Required task
Rescale the lines starting with the line containing "formula 1 race car" and going on through the last of the lines below, and reproduce only that span, requests included. Multiply every point coordinate in the answers by 0.6 and round each result to a whole number, with halves rounded up.

Data for the task
##############################

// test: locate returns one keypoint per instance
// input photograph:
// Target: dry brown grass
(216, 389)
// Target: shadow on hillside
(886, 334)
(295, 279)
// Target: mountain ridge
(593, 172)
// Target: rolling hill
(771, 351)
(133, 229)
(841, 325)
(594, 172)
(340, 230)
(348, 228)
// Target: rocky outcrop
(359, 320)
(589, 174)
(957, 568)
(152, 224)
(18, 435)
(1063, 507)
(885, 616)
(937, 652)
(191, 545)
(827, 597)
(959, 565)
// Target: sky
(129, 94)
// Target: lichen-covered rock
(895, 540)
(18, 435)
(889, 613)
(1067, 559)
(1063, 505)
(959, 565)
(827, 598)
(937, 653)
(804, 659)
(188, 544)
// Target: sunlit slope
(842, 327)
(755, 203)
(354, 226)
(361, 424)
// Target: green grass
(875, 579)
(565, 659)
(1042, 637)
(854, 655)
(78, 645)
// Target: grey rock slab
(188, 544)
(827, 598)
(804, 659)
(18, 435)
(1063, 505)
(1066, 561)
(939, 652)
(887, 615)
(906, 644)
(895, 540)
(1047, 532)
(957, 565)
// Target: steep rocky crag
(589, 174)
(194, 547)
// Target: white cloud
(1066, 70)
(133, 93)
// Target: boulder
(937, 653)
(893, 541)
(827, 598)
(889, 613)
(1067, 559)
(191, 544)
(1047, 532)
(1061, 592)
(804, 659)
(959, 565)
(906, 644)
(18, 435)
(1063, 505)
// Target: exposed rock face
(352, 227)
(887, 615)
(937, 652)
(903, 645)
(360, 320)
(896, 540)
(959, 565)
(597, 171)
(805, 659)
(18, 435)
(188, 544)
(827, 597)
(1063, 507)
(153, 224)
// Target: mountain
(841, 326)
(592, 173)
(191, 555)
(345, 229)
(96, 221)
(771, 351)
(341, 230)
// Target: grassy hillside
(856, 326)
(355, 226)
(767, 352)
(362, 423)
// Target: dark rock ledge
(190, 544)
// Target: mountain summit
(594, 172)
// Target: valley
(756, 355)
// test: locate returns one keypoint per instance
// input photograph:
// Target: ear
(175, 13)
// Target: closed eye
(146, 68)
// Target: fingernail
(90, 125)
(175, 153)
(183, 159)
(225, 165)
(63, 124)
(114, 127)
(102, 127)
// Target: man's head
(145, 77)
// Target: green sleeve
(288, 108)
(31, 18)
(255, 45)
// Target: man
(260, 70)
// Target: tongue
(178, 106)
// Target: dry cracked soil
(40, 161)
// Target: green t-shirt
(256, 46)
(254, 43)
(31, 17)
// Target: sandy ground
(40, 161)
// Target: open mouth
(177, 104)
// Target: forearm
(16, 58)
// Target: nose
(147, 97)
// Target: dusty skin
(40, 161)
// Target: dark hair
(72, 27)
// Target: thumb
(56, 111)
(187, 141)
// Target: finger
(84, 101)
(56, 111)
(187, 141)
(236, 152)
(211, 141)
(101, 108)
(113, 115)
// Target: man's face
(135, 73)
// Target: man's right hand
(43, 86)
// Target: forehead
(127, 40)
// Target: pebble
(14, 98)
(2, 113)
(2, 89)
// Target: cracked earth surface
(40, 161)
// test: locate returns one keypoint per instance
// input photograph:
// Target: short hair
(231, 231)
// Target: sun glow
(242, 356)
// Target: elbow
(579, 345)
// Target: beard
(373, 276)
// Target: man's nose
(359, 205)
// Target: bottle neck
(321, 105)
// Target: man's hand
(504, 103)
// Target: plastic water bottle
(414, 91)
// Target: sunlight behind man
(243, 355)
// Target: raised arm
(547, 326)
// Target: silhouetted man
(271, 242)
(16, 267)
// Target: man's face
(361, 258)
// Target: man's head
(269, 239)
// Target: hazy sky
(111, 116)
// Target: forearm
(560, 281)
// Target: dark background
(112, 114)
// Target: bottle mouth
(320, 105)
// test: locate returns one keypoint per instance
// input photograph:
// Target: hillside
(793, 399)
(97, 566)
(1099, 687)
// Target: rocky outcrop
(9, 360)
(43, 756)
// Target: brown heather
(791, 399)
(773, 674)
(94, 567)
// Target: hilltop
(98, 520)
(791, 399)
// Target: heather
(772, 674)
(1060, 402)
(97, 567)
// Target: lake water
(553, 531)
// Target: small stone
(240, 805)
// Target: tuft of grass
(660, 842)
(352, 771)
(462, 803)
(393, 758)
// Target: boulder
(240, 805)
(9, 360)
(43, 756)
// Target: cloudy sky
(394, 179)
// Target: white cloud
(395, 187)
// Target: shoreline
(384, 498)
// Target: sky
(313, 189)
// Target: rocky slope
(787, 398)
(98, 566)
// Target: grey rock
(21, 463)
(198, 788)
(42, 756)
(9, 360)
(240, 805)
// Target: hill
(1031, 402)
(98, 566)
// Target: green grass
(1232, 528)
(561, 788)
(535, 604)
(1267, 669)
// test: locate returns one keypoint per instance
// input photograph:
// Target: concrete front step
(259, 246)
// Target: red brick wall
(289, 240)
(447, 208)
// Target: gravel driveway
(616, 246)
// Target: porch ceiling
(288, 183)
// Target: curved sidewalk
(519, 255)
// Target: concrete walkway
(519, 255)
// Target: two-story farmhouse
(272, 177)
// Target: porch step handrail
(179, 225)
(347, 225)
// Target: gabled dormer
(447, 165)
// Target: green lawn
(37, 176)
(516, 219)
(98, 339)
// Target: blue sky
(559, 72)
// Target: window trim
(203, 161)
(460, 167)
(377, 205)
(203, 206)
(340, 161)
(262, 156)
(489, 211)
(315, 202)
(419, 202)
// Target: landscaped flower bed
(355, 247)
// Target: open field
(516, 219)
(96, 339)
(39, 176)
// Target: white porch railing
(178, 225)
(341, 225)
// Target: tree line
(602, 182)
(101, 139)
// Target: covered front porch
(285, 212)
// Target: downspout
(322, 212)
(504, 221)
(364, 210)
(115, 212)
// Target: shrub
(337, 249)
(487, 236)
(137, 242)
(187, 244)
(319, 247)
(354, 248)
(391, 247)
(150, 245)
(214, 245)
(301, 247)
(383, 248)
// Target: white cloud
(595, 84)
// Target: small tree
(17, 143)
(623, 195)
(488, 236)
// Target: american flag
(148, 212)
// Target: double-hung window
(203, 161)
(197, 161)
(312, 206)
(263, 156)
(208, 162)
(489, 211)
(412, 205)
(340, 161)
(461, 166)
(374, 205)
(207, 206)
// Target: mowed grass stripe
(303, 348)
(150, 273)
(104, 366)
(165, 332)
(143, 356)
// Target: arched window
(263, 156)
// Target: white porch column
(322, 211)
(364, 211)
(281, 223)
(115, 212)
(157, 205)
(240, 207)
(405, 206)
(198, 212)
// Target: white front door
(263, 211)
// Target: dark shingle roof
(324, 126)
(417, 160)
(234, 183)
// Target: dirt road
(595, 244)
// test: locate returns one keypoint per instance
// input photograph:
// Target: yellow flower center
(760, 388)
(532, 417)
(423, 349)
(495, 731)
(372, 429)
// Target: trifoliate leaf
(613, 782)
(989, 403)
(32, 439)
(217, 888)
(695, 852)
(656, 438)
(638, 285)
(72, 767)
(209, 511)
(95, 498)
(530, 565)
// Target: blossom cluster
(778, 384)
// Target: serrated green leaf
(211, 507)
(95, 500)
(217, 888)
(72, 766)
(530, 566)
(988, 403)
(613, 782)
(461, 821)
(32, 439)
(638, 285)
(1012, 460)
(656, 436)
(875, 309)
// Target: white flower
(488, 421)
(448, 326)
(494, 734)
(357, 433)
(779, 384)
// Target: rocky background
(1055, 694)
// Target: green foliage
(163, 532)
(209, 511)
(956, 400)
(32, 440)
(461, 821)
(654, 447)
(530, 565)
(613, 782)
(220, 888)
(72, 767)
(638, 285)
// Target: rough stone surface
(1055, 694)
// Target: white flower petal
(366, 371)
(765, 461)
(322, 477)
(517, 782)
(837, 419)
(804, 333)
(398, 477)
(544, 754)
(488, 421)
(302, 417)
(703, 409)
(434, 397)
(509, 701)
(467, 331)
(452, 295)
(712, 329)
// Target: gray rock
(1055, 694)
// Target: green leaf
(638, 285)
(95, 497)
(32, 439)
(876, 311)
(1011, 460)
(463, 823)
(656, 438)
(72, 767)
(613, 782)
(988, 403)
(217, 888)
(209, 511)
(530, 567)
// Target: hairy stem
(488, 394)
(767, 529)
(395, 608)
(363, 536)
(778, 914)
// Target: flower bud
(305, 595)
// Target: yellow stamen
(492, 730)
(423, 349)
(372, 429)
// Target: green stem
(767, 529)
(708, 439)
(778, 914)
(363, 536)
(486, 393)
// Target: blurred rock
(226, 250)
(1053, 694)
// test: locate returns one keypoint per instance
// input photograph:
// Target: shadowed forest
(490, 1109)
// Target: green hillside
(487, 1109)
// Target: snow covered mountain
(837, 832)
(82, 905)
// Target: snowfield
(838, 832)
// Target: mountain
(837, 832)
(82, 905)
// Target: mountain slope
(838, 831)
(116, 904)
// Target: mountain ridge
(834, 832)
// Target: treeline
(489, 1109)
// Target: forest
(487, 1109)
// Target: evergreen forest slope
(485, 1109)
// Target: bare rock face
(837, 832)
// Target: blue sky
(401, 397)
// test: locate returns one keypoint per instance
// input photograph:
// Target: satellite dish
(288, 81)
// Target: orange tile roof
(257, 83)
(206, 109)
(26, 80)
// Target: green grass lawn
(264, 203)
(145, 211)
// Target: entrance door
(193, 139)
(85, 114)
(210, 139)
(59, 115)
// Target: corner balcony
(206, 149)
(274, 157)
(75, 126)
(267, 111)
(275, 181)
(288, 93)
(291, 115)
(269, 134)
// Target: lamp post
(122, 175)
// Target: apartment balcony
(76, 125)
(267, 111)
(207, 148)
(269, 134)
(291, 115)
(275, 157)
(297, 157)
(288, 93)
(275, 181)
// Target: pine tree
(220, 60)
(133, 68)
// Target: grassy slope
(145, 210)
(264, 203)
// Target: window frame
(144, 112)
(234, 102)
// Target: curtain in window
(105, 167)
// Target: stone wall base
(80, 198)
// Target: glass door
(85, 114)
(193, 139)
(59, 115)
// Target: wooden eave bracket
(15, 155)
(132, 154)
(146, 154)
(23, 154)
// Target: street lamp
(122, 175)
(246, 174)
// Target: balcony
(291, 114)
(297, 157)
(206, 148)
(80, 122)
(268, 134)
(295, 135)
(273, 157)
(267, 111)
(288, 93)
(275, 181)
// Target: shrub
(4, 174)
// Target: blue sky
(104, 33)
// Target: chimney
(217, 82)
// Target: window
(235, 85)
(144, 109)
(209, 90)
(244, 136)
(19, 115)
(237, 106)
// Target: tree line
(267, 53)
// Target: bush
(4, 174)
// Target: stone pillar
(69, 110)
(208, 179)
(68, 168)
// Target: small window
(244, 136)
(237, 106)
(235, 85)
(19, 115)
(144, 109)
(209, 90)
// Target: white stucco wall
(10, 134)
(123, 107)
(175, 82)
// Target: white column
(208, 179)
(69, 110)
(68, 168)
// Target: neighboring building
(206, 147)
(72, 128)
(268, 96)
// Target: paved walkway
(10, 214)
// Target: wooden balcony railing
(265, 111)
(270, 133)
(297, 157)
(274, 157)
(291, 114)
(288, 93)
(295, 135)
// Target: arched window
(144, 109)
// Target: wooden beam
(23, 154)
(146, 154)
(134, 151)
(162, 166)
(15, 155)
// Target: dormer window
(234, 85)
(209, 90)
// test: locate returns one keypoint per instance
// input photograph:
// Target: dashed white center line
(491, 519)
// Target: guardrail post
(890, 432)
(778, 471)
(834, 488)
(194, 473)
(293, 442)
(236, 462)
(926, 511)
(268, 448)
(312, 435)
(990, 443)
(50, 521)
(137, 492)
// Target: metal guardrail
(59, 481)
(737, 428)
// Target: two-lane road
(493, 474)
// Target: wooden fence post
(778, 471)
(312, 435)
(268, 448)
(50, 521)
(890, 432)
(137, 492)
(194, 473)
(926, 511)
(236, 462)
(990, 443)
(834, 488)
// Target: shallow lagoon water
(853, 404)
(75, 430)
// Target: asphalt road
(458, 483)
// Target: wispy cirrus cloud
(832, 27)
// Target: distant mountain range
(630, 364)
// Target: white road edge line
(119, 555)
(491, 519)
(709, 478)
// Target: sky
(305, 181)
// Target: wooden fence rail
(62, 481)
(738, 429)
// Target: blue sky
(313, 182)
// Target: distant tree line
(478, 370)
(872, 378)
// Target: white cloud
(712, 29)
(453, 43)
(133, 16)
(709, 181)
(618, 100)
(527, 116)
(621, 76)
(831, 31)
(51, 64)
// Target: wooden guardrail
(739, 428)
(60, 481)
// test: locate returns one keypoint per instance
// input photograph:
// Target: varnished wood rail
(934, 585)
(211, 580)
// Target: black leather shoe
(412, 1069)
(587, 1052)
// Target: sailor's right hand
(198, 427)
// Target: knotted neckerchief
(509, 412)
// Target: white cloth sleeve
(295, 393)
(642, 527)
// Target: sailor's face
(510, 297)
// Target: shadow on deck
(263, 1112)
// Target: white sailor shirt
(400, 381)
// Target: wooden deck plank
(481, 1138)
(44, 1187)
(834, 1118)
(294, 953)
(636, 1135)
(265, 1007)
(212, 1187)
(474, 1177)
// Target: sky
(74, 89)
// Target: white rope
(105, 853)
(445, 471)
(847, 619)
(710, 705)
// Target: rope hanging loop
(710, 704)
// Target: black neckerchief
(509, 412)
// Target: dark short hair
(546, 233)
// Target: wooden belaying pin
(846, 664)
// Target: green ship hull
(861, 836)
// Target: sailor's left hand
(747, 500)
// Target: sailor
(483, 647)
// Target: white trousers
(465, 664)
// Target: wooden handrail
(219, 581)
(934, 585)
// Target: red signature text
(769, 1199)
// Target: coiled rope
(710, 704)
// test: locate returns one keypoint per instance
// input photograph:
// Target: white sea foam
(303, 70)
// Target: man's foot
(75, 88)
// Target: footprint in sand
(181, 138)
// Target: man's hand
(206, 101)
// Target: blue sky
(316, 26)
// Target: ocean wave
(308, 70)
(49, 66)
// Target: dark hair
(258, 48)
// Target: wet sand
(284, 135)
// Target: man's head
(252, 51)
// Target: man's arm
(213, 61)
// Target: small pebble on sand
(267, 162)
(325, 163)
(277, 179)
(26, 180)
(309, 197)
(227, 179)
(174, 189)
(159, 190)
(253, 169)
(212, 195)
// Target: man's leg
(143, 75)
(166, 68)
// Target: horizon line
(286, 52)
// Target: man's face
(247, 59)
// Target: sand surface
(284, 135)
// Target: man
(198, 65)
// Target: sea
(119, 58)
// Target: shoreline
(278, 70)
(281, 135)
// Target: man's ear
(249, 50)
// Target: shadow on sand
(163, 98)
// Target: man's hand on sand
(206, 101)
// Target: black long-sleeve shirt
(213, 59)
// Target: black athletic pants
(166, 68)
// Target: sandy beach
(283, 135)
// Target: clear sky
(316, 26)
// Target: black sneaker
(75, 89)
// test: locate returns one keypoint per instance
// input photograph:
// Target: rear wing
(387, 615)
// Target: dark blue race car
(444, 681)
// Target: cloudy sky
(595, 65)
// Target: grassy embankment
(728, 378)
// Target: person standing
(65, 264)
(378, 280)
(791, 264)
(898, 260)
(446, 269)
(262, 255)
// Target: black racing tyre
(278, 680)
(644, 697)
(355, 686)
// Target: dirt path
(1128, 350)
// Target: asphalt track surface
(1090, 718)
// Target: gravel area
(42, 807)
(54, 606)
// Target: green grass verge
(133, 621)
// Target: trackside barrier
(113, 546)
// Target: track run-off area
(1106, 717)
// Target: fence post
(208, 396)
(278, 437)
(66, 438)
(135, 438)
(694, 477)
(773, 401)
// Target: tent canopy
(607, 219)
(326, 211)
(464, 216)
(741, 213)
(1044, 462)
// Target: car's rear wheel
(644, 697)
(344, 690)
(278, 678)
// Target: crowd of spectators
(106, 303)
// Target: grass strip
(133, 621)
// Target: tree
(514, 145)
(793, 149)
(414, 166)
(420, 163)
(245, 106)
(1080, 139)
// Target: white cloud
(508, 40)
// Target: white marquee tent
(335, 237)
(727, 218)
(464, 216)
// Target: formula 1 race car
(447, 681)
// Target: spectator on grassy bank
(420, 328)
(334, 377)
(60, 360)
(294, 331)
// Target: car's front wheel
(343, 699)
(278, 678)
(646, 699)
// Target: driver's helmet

##############################

Written response
// Target: formula 1 race car
(268, 409)
// Target: spectator on grassy bank
(252, 197)
(200, 226)
(36, 216)
(176, 199)
// Target: car's front wheel
(206, 419)
(167, 407)
(388, 419)
// Target: driver's helmet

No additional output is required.